● Text provided
++++++

I am attempting to identify a bug in a consumer/produce kernel module. This is a problem being given to me for a course in university. My teaching assistant was not able to figure it out, and my professor said it was okay if I uploaded online (he doesn't think Stack can figure it out!).
I have included the module, the makefile, and the Kbuild.
Running the program does not guarantee the bug will present itself.
I thought the issue was on line 30 since it is possible for a thread to rush to line 36, and starve the other threads. My professor said that is not what he is looking for.
Unrelated question: What is the purpose of line 40? It seems out of place to me, but my professor said it serves a purporse.
My professor said the bug is very subtle. The bug is not deadlock.
My approach was to identify critical sections and shared variables, but I'm stumped. I am not familiar with tracing (as a method of debugging), and was told that while it may help it is not necessary to identify the issue.
File: final.c
#include <linux/completion.h>
#include <linux/init.h>
#include <linux/kthread.h>
#include <linux/module.h>
static int actor_kthread(void *);
static int writer_kthread(void *);
static DECLARE_COMPLETION(episode_cv);
static DEFINE_SPINLOCK(lock);
static int episodes_written;
static const int MAX_EPISODES = 21;
static bool show_over;
static struct task_info {
struct task_struct *task;
const char *name;
int (*threadfn) (void *);
} task_info[] = {
{.name = "Liz", .threadfn = writer_kthread},
{.name = "Tracy", .threadfn = actor_kthread},
{.name = "Jenna", .threadfn = actor_kthread},
{.name = "Josh", .threadfn = actor_kthread},
};
static int actor_kthread(void *data) {
struct task_info *actor_info = (struct task_info *)data;
spin_lock(&lock);
while (!show_over) {
spin_unlock(&lock);
wait_for_completion_interruptible(&episode_cv); //Line 30
spin_lock(&lock);
while (episodes_written) {
pr_info("%s is in a skit\n", actor_info->name);
episodes_written--;
}
reinit_completion(&episode_cv); // Line 36
}
pr_info("%s is done for the season\n", actor_info->name);
complete(&episode_cv); //Why do we need this line?

++++++

● List of tasks
- a) For each statement, say whether it agrees with the kernel module post. Answer yes or no, and quote the deciding words from the post: (i) the professor described the bug as a deadlock; (ii) the teaching assistant could not figure out the bug; (iii) running the program always makes the bug appear.
- b) Summarize the kernel module post in two sentences.
- c) In the kernel module post, what name is given to the only task in the task_info array that uses writer_kthread?

++++++

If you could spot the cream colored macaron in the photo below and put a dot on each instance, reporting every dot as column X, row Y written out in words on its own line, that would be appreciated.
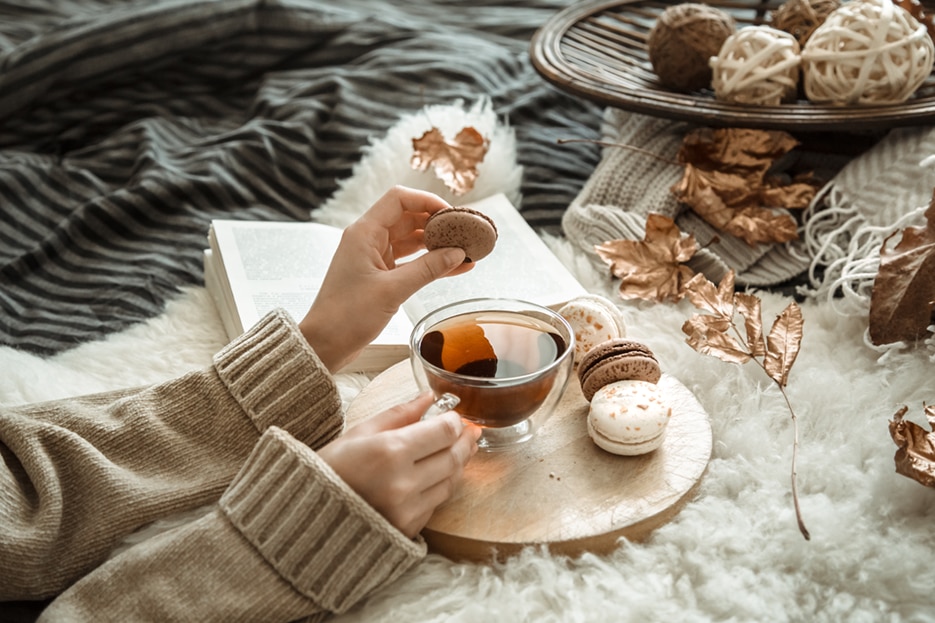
column 628, row 417
column 594, row 319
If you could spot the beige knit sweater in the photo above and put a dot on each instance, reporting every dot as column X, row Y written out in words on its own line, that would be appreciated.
column 286, row 540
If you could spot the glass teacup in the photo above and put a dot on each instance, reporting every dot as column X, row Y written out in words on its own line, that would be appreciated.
column 507, row 360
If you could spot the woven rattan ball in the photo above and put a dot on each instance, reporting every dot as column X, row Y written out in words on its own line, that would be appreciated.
column 682, row 40
column 800, row 18
column 757, row 65
column 866, row 52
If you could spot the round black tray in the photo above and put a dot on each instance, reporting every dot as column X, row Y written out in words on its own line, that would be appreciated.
column 598, row 50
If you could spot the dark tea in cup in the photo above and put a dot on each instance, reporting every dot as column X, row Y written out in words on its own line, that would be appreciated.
column 501, row 364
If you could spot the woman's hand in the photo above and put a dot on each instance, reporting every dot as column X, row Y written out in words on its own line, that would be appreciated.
column 364, row 287
column 401, row 466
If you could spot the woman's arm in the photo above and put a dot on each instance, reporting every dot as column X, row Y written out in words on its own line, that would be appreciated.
column 78, row 475
column 289, row 539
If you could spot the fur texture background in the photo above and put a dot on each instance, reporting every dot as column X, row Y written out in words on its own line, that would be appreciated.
column 733, row 553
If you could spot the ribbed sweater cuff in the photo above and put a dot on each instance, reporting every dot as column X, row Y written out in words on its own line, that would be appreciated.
column 279, row 381
column 319, row 535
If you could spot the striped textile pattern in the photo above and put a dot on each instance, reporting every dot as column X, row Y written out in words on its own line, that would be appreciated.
column 126, row 126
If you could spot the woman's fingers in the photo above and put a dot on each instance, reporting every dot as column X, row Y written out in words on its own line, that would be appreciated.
column 404, row 207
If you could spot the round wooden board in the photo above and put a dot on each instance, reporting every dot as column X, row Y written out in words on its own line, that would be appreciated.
column 559, row 489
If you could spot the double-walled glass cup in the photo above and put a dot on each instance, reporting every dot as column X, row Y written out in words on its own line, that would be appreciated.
column 507, row 360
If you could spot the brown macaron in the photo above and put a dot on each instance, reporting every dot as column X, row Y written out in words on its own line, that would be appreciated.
column 617, row 360
column 461, row 227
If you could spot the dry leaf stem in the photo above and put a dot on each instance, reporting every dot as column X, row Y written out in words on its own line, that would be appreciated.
column 795, row 438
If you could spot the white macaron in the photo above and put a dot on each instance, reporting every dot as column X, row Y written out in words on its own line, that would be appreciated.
column 594, row 319
column 628, row 417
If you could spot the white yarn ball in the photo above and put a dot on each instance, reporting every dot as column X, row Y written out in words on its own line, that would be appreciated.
column 867, row 52
column 757, row 65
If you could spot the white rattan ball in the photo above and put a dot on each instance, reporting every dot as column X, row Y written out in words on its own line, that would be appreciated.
column 866, row 52
column 757, row 65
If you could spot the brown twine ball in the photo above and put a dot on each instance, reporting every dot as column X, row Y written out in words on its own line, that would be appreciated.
column 867, row 52
column 800, row 18
column 757, row 65
column 683, row 40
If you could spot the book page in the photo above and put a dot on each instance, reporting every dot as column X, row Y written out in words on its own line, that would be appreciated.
column 521, row 266
column 281, row 264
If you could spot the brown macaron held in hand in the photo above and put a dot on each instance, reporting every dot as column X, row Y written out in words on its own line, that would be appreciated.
column 616, row 360
column 461, row 227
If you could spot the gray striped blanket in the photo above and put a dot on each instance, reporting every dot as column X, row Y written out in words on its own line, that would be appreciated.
column 126, row 126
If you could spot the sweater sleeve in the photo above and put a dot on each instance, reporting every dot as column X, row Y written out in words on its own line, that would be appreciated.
column 288, row 540
column 78, row 475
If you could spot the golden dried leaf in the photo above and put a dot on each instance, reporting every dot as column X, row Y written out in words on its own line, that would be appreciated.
column 454, row 162
column 915, row 454
column 902, row 302
column 704, row 295
column 782, row 344
column 749, row 307
column 727, row 183
column 651, row 269
column 708, row 335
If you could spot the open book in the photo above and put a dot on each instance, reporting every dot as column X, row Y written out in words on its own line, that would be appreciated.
column 252, row 267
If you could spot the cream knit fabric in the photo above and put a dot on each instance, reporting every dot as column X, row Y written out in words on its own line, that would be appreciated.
column 627, row 185
column 288, row 540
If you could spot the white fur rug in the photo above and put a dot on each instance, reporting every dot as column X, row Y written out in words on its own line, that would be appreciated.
column 734, row 552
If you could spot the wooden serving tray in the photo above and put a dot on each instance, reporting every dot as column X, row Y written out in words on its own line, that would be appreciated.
column 559, row 489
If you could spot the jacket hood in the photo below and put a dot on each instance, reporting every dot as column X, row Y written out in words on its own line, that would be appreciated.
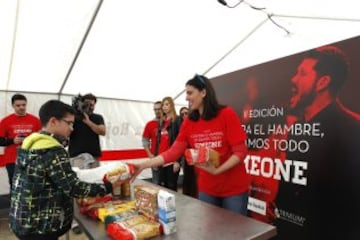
column 39, row 141
column 34, row 147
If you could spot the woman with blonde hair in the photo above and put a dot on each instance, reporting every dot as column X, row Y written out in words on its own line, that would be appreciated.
column 169, row 129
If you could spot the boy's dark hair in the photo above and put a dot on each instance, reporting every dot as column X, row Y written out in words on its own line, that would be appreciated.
column 18, row 96
column 54, row 108
column 89, row 96
column 211, row 105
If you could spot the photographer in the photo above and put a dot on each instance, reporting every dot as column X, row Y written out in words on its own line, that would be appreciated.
column 84, row 139
column 87, row 128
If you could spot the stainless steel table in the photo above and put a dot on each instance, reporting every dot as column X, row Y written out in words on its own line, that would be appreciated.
column 195, row 220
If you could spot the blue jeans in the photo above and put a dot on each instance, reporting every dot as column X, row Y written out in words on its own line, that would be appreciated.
column 236, row 203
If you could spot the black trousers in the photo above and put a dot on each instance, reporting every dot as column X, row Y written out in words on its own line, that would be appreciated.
column 168, row 178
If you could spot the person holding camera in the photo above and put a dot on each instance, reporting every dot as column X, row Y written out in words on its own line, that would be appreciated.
column 84, row 139
column 88, row 126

++++++

● Answers
- a)
(i) No: "The bug is not deadlock."
(ii) Yes: "My teaching assistant was not able to figure it out"
(iii) No: "Running the program does not guarantee the bug will present itself."

- b) The writer is trying to find a subtle bug, which is not a deadlock, in a consumer/produce kernel module assigned in a university course, and notes that running the program does not guarantee the bug will appear. The professor rejected the writer's guess about thread starvation at line 30, and the writer also asks what purpose line 40 serves.

- c) Liz